Labeled-object pointing entries
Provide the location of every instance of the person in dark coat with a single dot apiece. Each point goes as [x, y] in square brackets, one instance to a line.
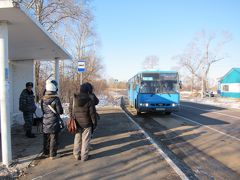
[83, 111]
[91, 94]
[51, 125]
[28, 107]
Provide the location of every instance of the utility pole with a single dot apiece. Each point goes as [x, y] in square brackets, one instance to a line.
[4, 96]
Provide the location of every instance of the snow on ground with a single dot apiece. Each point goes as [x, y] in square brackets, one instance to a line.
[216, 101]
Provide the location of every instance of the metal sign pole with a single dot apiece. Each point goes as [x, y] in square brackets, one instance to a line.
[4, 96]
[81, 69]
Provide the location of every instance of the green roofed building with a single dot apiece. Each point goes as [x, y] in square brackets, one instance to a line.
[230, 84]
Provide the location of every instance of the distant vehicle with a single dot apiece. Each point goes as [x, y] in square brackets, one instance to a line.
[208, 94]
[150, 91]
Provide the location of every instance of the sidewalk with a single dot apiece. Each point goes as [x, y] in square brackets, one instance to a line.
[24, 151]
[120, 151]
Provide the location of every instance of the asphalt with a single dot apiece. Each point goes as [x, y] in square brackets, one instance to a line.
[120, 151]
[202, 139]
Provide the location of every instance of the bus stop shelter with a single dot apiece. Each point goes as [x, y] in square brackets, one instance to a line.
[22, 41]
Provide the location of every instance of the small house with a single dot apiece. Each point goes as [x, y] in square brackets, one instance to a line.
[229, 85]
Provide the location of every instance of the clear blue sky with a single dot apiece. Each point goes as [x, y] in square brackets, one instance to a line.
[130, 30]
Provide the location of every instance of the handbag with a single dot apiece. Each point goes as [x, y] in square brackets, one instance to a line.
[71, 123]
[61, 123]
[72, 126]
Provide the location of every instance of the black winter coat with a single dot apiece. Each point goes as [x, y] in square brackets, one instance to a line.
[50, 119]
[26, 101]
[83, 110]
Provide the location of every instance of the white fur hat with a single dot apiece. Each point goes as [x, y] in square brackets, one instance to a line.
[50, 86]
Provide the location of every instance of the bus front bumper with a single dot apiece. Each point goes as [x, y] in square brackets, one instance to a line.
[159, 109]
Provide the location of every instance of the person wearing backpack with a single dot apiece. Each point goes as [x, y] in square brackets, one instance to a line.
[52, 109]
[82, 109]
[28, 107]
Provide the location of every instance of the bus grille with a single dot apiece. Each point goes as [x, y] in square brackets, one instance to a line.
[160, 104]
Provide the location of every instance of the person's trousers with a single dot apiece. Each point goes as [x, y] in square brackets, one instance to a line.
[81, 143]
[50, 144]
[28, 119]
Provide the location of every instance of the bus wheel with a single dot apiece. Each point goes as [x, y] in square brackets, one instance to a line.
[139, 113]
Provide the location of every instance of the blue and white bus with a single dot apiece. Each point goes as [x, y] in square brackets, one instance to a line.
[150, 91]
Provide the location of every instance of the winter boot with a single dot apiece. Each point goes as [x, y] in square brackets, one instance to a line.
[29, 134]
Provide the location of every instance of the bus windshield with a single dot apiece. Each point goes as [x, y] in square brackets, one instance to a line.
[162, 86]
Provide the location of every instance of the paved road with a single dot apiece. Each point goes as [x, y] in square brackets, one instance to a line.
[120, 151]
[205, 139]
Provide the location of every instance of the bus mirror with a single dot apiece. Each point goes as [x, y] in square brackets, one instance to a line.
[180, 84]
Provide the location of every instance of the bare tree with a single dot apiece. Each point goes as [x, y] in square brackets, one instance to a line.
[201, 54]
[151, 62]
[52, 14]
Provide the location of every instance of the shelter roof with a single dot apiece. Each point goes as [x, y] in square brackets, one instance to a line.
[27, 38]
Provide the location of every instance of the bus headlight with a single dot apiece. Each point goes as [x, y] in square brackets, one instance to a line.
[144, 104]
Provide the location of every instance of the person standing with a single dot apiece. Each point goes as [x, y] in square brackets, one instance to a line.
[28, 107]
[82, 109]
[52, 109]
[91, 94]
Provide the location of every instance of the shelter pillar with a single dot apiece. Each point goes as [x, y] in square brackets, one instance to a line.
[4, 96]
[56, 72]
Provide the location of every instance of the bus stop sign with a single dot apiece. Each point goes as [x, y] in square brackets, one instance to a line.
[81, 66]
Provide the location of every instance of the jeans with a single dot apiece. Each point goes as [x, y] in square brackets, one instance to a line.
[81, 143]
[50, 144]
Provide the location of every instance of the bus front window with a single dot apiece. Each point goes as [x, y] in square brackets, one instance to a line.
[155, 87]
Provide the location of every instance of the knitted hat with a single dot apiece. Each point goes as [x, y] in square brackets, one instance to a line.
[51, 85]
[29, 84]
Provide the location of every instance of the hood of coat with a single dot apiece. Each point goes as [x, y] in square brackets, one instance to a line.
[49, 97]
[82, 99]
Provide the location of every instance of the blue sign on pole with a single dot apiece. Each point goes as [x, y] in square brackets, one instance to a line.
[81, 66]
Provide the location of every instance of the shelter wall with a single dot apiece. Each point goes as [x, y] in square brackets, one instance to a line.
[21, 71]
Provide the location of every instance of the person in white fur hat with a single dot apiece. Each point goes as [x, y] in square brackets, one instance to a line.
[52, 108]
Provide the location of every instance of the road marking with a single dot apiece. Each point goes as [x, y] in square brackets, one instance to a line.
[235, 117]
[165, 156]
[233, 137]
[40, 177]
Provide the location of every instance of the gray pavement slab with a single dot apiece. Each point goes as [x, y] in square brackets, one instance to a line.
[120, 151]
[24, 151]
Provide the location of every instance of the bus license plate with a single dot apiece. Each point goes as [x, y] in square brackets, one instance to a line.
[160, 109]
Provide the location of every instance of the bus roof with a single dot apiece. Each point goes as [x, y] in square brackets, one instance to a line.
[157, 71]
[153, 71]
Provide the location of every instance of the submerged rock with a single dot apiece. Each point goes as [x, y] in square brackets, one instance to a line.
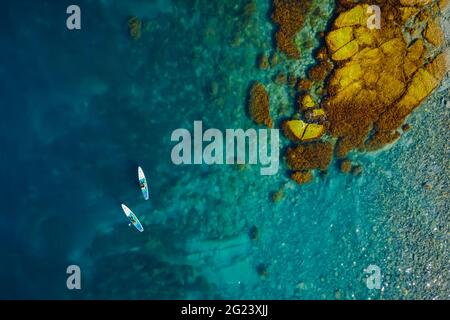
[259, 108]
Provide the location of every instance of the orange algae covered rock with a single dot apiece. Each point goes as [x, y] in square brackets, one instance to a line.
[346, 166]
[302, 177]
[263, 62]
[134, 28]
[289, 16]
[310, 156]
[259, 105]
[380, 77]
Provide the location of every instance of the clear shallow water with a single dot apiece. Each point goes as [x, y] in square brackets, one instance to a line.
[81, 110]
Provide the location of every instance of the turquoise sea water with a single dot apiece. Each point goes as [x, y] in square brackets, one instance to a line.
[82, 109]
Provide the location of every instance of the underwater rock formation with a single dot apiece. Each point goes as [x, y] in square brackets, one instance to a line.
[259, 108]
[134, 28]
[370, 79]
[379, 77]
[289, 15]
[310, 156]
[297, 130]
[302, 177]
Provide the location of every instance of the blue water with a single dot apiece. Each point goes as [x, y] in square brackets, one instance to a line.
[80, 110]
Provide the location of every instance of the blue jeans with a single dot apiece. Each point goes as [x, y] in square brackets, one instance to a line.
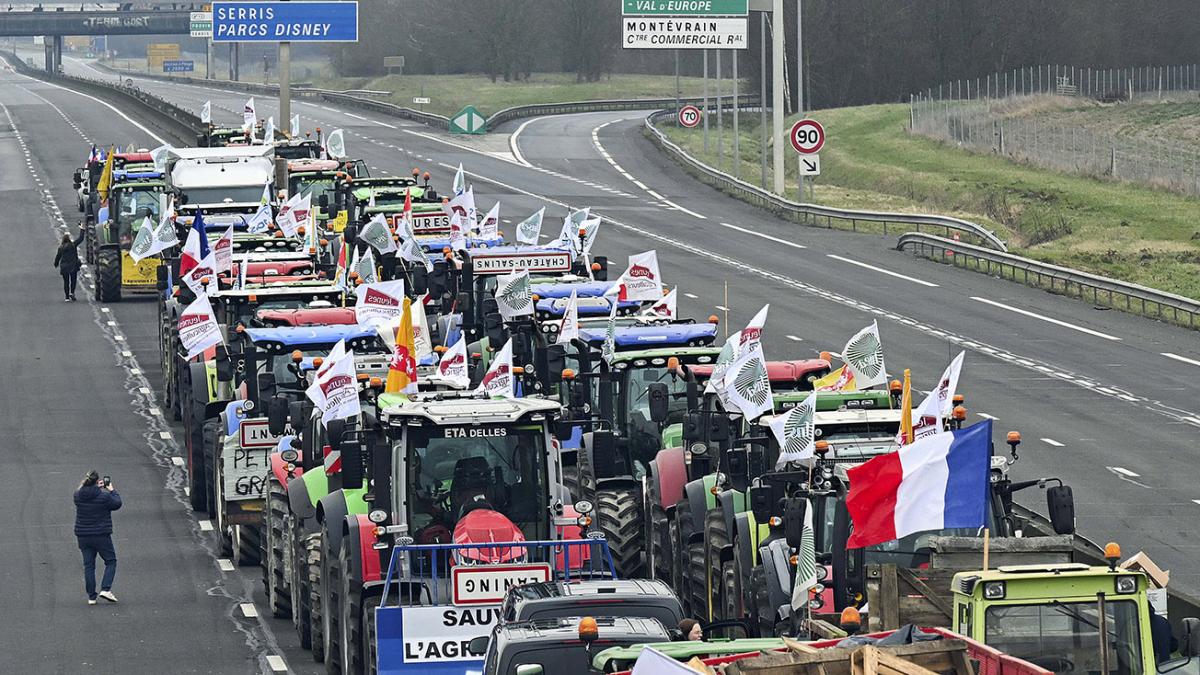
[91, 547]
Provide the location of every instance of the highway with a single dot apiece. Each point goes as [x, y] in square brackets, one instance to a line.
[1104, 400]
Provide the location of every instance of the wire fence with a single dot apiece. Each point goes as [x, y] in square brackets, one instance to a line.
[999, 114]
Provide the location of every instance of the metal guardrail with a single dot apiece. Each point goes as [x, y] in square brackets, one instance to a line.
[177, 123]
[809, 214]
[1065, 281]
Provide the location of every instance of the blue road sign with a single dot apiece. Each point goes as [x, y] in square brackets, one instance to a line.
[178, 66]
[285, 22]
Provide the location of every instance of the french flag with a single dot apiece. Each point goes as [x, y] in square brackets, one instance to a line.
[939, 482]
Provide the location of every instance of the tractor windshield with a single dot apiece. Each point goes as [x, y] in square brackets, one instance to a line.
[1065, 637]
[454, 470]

__The task__
Copy all of the records above word for word, and leave the pictures out.

__In response__
Provide the location of every instance of the person in dark coat with a single dot apiece. Each point goes as [x, y] in square brackets, one instance to a line.
[83, 111]
[91, 94]
[51, 125]
[28, 107]
Provide the location of every instance of the utility pole with a single dot apiece. Each point goes as [x, y] in square brackets, one instance to a line.
[4, 96]
Provide the location of every instance of the snow on ground with a single dot apiece. Each point goes as [x, y] in square brackets, one instance to a line.
[216, 101]
Provide the location of every instance of the metal sign pole with a single dot apiece. Each point goes as [x, y] in square brackets, one instance to a line.
[4, 96]
[81, 69]
Provide the location of every instance of the green roofed building with a single dot apiece. Each point goes as [x, y] in square brackets, one instance to a line.
[230, 84]
Provide the location of every instance of the distant vehicle with a single dot apiece. Each point goes as [x, y] in square brackets, one instance to a line.
[208, 94]
[150, 91]
Provide the location of every instance of the sidewalk with a single dot apiece. Each point goes as [x, y] in square brackets, one instance to a line.
[24, 151]
[120, 151]
Provide the location of every instance of the asphalt with a single dot apiece. Each point goes as [x, y] in square brackets, one instance to a line.
[120, 151]
[202, 139]
Provide the location of every instance of the bus stop shelter with a single dot apiece. Each point goes as [x, y] in square brackets, one instance to a line.
[22, 41]
Provide the location of every instance of the small house with a single dot apiece. Each point goes as [x, y] in square brackets, one instance to a line.
[229, 85]
Provide the location of every instance of the clear blue sky with a single dot apiece. Each point goes as [x, y] in square brackets, one instance to a line.
[130, 30]
Provide the location of every instance of the handbag with a single dot apiece. Each point goes as [x, y] in square brackets, one instance to a line.
[71, 123]
[61, 123]
[72, 126]
Provide the location of every instance of the black winter coat with a single dot apiece. Each point goes as [x, y] in square brackets, one instance to a line.
[50, 119]
[26, 101]
[83, 110]
Provide the location of every instance of the white fur hat with a single dot apiece. Each point goes as [x, y] in square brackets, one instance to a line.
[50, 86]
Provide the location of every instance of the bus front bumper with a single dot apiece. Each point goes as [x, y] in square brackets, one instance to a line.
[159, 109]
Provide the location of every instance of the person wearing backpack with a single dot apiece. Each point goes as [x, y] in square brackets, one instance to a line.
[52, 109]
[82, 109]
[28, 107]
Provide the location of every instance of the bus grille with a single dot apiece. Each point goes as [x, y] in square brackets, one instance to a line.
[160, 104]
Provide the location of every instance of the person's trousers with a single dot apiece. Each point goes as [x, y] in square brackets, one instance to a line.
[81, 143]
[50, 144]
[28, 119]
Provide the location of every instance of the bus wheel with a single dot apiece. Each point goes as [x, y] in square brackets, one instance to a line.
[139, 113]
Provide the location of every instance of the blue and white bus with a single dot apiece. Each point goes as [x, y] in square brackets, one instance to a line.
[150, 91]
Provide the location of every instance of the winter boot with a single dot apiece. Each point goes as [x, y] in square brackets, one instance to a line.
[29, 134]
Provide the location of every instance of the bus windshield with a single dot apiece. Each point goes as [x, y] in square brackets, one instance to a line.
[162, 86]
Provide the location of every instance of the paved road with a single dot apiece. Each point goes as [x, y] in square brackets, one instance to a line.
[120, 151]
[205, 139]
Provide the location of every instance of the bus mirror with a single dot apiece. Each point goes as [x, y] in square brackets, one instance to a line.
[180, 84]
Provide the location of every instance of the bare tree with a single dot apiece. Each point goes as [x, y] in square brackets, one instance to a line.
[201, 54]
[151, 62]
[52, 14]
Provide the location of every instance of the shelter roof with a single dot apiece. Each point goes as [x, y] in square brackets, one instance to a line.
[27, 38]
Provide the location of every instance of the bus headlight with a single dot apiece. Each point goes as [x, y] in square brackets, one instance to a line.
[144, 104]
Provide the location of every instance of the person standing with a single dot apiece. Each point goes as [x, y] in square brackets, one instance to a line.
[28, 107]
[82, 109]
[52, 109]
[91, 94]
Provide the location of every instance of the shelter pillar with a single dot apiece. Each point goes as [x, y] in square brackets, one instance to a line.
[4, 96]
[56, 72]
Provide the location of every instance of the bus stop sign with a single dot apiece. Each point goes as [x, y] in square brackets, one instance to a line.
[81, 66]
Provide the location of every instance of the jeans with a single dot apiece. Each point goes as [x, y] in square brackets, one instance to a line.
[81, 143]
[50, 144]
Provide the location of every instance of the bus front window with a single dot apiece. Each point goes as [x, y] in square brackets, one instance to a line.
[155, 87]
Provide the location of every instance of the knitted hat with a single dot apiece. Each point goes as [x, y] in square brackets, one instance to a line.
[51, 85]
[29, 84]
Provide the location of every instance of the hood of coat with a single dot apiece. Each point goes as [x, y] in square brackets, one instance to a line.
[49, 97]
[82, 99]
Provide the location of every instance of the blue sign on pole with a single dot apiece. Each point goes as [x, y] in square brackets, one instance to a line.
[81, 66]
Provide the location of every instance of the shelter wall with a single dot apiece. Each point goes as [x, y] in square brackets, one instance to a line.
[21, 71]
Provide the location of every instance of the person in white fur hat with a single dot apiece. Each point goes as [x, y] in square brackets, one instance to a line.
[52, 108]
Provide the location of every instance of the road marking with a single dot apiece. Each point goes as [x, y] in square brackets, one instance to a line.
[235, 117]
[165, 156]
[233, 137]
[40, 177]
Provide the location of every instance of the gray pavement slab with a single dot apiece. Each point goes as [x, y] in square brackets, one instance to a line.
[120, 151]
[24, 151]
Provide the location of every instance of the bus license plate with a single dot apiece. Each point goes as [x, y] in square brackets, one instance to a line.
[160, 109]
Provide the location of every instance of the bus roof with a single dot apiece. Each point goes as [x, y] in square brackets, one instance to a line.
[157, 71]
[153, 71]
Provide the location of every instance of the submerged rock with a single dot apiece. Each point goes as [x, y] in square brackets, one instance to a line.
[259, 108]
Provide the location of every instance of the orange algae covered rock with a single dot apiece. Each point goes as [x, y] in square brackets, one instance to a line.
[346, 166]
[302, 177]
[263, 62]
[134, 28]
[289, 16]
[310, 156]
[259, 105]
[380, 77]
Provide the location of every instance of the clear shallow water with a single dot apiece. Each point goes as [x, y] in square brackets, one instance to a line.
[81, 110]
Provide the location of every instance of the turquoise sea water with a single dot apiece. Each point goes as [x, y] in square brackets, one instance to a line.
[82, 109]
Provide the location of every instance of the underwater rock formation with a single dot apiece. Each point goes as [x, y] in square brackets, one instance to a line.
[259, 108]
[134, 28]
[370, 79]
[379, 77]
[289, 15]
[310, 156]
[297, 130]
[302, 177]
Provide the location of every instance of the blue water with a single dot apiece. Each point goes as [x, y] in square brackets, one instance to a line.
[80, 110]
Provide the location of every instance of the blue jeans with a single dot apiece. Each point goes as [x, y] in square brackets, one instance to a line.
[91, 547]
Provide the location of every instance of the highway with a single dot apiece. Each point goes as [x, y] in square brackets, one instance to a line.
[1104, 400]
Provide the location of every instance of the wire fence with a single dot apiece. Each point goes as [x, y] in square brackets, one instance to a line.
[999, 114]
Provide the location of every instance of the metal guardrail with a single dot apiece. Each point goes as [x, y] in square brackets, one instance to a line.
[177, 123]
[809, 214]
[1065, 281]
Provide the location of every instance of the blue road sign with a single dot apiece. Each point goes as [x, y] in square brackets, one instance to a line.
[178, 66]
[285, 22]
Provide the location of every instance of the french flag with a single dot apiece. Each point goes as [x, y] in square brackets, one instance to a line.
[939, 482]
Provide the location of every instance of the tractor windshield with a single dot apiece. Each point goes as [x, y] in square brackets, one instance to a line.
[1065, 637]
[454, 470]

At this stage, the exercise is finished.